* **SELECTED EXTRACT**
I normally run dselect every now and then to do my bulk system
upgrading (I use apt for single packages), and there's one thing that
has made me *really* unhappy on several occasions.

Running dselect is (I find) the best way to figure out which new
packages I might want, so I run it now and then and go through the
list of new packages.  However, several times now, I've accidentally
hit return before I was finished going through the list (sometimes
because I got a little confused, and sometimes just inadvertently).
This accident is made more likely by the fact that other programs use
return for much less severe (and reversible) actions.  Like going to
the next line in less or saying "yes, select the current thing" in
other programs.

The big problem is that when you accidentally do hit return, there's
*no* way to recover from the mistake.  The state information about
which packages are new is immediately chunked.  Your only recourses
are to either hope you didn't miss anything important (or anything
that you'd really like), or to allocate an hour or two to go through
the hundreds and hundreds of unselected packages, hoping you can find
any important ones you missed.

* **REQUIREMENT A**
In the dselect text, what happens to the state information about which packages are new once return is hit by accident?
* **REQUIREMENT B**
Please pick up the dselect text where it stops and write the next few sentences.
The data that comes next has no connection to the dselect text.

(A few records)
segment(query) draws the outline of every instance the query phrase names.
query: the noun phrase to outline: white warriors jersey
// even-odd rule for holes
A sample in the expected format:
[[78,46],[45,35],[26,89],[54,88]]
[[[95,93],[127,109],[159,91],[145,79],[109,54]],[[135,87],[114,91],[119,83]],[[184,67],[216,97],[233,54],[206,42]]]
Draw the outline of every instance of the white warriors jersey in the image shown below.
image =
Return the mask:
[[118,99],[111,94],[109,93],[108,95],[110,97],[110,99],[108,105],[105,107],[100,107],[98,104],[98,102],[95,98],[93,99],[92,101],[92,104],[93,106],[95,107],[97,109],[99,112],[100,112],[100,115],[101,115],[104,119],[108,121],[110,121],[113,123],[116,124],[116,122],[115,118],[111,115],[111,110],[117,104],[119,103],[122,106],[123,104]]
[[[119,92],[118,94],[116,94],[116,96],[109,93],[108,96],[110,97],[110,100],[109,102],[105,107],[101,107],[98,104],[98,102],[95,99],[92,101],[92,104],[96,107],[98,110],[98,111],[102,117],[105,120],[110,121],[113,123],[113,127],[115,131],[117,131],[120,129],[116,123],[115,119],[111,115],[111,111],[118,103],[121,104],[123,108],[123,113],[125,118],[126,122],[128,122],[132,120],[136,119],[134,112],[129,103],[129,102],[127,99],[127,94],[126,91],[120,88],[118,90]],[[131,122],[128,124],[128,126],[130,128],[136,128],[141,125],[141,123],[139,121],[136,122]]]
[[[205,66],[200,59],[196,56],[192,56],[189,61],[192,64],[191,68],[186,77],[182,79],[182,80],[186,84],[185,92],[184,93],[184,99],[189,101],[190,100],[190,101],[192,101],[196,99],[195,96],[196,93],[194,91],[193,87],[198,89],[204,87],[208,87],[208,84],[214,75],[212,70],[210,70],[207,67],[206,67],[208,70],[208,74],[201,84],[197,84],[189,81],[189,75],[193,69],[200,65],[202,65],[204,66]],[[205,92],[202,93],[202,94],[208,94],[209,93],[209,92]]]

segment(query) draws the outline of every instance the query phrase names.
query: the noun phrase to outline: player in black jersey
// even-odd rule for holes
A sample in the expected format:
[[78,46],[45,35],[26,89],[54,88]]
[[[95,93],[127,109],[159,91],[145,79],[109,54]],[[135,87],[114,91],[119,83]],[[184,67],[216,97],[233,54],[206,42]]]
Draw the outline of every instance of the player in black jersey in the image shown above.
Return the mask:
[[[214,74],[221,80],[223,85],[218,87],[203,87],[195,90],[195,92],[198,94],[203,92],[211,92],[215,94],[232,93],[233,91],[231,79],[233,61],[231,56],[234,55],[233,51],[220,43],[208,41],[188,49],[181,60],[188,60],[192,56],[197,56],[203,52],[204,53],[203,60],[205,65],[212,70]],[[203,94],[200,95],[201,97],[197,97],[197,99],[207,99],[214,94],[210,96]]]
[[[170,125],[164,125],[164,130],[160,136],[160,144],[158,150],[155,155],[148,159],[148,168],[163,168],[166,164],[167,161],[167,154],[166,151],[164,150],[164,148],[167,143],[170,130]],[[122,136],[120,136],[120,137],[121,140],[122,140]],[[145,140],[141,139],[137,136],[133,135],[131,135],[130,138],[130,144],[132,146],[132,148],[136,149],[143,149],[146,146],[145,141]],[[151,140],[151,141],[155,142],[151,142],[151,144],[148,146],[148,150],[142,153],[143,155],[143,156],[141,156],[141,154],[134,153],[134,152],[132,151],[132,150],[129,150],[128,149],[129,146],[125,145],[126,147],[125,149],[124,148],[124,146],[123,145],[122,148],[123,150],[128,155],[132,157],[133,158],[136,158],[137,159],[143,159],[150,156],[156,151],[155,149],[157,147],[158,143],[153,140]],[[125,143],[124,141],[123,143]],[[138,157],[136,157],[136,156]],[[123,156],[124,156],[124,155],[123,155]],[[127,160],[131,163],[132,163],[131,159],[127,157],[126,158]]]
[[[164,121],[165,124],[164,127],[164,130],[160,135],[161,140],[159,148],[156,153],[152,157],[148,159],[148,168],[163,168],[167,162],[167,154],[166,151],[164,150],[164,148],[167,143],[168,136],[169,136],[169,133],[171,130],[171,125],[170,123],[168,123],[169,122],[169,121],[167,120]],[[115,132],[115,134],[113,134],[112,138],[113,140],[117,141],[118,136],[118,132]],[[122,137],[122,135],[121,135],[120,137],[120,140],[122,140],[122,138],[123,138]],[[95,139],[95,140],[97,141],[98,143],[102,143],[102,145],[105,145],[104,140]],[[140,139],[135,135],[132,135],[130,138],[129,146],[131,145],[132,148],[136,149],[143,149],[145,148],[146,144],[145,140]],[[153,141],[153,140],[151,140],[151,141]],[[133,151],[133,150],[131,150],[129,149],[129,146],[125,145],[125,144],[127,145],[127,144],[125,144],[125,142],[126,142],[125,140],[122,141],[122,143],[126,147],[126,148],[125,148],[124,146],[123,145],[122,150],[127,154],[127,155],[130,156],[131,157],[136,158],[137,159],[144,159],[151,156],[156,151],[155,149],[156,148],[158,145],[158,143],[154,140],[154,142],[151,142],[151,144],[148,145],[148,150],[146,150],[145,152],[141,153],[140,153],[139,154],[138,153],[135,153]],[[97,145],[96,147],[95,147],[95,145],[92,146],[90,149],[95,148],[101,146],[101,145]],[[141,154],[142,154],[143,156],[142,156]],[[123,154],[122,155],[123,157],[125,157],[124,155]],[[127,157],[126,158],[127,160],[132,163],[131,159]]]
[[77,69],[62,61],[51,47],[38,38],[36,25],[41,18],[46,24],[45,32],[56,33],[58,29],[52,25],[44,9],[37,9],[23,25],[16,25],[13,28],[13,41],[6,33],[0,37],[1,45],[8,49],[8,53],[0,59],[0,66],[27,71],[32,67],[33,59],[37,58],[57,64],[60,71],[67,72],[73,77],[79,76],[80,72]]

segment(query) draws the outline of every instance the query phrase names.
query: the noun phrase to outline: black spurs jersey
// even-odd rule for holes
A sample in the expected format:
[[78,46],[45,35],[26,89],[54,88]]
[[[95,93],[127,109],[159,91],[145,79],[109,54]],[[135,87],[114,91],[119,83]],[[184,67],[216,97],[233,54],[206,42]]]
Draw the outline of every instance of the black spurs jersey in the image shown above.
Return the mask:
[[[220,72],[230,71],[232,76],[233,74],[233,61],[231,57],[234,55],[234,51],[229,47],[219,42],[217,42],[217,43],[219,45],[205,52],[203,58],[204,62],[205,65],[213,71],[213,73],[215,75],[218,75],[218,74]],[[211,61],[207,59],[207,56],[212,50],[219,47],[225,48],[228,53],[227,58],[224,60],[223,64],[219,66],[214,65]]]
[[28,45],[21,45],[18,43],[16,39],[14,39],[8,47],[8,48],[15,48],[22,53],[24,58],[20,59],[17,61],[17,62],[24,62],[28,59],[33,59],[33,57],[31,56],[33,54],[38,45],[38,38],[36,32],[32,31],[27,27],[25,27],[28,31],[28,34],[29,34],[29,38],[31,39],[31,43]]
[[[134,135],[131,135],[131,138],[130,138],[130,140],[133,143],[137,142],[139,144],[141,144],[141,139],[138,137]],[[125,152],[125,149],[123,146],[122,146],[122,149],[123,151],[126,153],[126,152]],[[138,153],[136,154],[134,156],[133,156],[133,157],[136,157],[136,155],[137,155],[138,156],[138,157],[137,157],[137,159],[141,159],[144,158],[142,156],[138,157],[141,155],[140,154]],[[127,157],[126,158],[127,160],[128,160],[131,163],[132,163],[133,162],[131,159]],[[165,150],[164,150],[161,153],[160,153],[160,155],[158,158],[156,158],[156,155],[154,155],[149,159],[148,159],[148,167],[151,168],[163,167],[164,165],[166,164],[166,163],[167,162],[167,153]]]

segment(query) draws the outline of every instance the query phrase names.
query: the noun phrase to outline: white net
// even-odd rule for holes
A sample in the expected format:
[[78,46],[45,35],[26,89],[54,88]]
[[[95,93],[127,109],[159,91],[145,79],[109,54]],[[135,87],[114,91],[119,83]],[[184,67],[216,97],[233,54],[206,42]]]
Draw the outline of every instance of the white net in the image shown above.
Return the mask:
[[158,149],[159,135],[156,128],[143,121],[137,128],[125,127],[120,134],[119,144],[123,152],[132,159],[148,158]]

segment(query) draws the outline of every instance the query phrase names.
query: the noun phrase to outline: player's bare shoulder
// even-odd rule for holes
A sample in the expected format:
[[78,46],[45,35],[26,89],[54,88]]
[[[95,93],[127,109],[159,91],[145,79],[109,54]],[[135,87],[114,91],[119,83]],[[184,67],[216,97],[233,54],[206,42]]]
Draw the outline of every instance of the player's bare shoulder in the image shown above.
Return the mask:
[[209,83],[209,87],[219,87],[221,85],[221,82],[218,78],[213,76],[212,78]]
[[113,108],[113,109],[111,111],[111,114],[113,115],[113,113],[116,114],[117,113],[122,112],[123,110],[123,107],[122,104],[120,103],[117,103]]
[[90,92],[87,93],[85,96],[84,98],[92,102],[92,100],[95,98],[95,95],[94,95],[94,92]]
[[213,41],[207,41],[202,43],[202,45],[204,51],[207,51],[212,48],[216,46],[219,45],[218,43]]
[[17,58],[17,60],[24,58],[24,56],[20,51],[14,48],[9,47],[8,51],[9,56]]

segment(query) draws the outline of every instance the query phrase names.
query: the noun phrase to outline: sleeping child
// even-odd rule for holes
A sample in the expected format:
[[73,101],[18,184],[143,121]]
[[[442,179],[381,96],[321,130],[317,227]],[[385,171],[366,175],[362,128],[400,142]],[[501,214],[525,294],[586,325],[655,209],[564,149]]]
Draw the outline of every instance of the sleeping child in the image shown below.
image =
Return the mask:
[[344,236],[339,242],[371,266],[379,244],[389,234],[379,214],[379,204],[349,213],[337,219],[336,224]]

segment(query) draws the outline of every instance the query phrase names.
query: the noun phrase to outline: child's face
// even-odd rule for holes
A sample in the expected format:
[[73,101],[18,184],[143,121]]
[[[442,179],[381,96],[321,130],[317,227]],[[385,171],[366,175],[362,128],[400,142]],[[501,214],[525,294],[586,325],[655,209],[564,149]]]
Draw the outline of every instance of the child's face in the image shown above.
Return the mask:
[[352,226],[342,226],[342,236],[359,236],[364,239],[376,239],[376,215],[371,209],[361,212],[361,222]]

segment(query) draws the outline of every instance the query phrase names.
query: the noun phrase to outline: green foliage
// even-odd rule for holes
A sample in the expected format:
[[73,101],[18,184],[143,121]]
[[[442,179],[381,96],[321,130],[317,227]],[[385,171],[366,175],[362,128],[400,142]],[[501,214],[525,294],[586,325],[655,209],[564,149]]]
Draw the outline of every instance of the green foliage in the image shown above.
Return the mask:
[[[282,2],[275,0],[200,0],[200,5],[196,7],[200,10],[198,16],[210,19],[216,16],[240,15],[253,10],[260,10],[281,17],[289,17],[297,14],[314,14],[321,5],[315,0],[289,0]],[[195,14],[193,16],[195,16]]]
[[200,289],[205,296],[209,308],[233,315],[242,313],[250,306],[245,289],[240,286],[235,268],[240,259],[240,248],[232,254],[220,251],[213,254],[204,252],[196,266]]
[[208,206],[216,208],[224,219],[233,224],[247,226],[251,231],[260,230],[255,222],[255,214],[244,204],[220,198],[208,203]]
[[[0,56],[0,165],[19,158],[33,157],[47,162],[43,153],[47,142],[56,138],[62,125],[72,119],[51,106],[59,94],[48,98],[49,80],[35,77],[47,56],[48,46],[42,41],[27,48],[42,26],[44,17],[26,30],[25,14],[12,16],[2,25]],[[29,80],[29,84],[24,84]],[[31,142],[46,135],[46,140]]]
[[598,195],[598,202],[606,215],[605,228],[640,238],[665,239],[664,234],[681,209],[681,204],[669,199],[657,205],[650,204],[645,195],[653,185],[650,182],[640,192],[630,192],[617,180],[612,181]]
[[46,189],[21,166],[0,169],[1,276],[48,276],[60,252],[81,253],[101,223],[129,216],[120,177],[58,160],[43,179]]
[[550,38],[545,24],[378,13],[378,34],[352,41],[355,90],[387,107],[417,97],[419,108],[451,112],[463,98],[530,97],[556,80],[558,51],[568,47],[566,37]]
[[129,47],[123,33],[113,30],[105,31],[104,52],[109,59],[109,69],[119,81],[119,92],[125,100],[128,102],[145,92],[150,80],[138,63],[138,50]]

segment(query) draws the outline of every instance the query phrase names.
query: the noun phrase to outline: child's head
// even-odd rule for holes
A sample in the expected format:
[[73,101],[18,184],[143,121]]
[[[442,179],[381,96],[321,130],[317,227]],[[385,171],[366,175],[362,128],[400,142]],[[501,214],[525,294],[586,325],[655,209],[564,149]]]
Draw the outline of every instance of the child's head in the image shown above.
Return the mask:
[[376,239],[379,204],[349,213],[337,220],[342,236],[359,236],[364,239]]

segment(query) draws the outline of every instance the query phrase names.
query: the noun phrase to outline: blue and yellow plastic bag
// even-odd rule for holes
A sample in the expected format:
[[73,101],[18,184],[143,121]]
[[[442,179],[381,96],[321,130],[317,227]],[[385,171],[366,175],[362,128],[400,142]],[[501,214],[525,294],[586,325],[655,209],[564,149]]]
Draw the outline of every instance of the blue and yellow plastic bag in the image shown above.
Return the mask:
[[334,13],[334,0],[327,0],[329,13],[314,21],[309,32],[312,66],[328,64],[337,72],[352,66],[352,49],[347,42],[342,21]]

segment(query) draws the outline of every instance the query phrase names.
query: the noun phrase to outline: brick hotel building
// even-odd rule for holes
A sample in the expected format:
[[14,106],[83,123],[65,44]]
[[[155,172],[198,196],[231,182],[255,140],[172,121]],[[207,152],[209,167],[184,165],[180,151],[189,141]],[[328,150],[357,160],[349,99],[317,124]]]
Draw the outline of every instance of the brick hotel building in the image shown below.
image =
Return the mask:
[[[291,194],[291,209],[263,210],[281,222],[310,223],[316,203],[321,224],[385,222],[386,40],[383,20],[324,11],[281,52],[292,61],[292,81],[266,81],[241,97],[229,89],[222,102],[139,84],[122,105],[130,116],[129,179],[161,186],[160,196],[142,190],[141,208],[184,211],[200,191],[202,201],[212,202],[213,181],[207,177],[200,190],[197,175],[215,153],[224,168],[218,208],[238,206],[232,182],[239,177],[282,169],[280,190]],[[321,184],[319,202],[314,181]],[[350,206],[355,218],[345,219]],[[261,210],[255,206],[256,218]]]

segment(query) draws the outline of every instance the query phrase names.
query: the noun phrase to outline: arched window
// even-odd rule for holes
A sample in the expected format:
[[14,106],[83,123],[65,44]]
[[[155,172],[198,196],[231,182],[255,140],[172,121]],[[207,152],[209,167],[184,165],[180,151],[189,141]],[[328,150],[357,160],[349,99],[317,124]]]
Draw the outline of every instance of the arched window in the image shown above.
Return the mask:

* **ANSWER A**
It is immediately chunked, so there is no way to recover from the mistake.

* **ANSWER B**
Even if you don't accidentally hit the return key, the current
behavior makes it completely impossible to go through the list of new
packages in more than one session.  It's all or nothing.  Once you
enter the "Select" phase, you cannot exit until finishing without
losing all the new package info.

What I'd love to see is, at least, a config option or something that
when active, made dselect ask you for confirmation on leaving the
select screen (before going into final conflict resolution), but
better than that would be to switch things so that dselect doesn't
clobber the list of new packages on "selection" exit, but rather at
the begin of the install run.  This would make it much easier to go
through the new packages in several sittings.

Presuming this isn't just trivial to fix, if I managed to come up with
a patch, would it be likely to be accepted?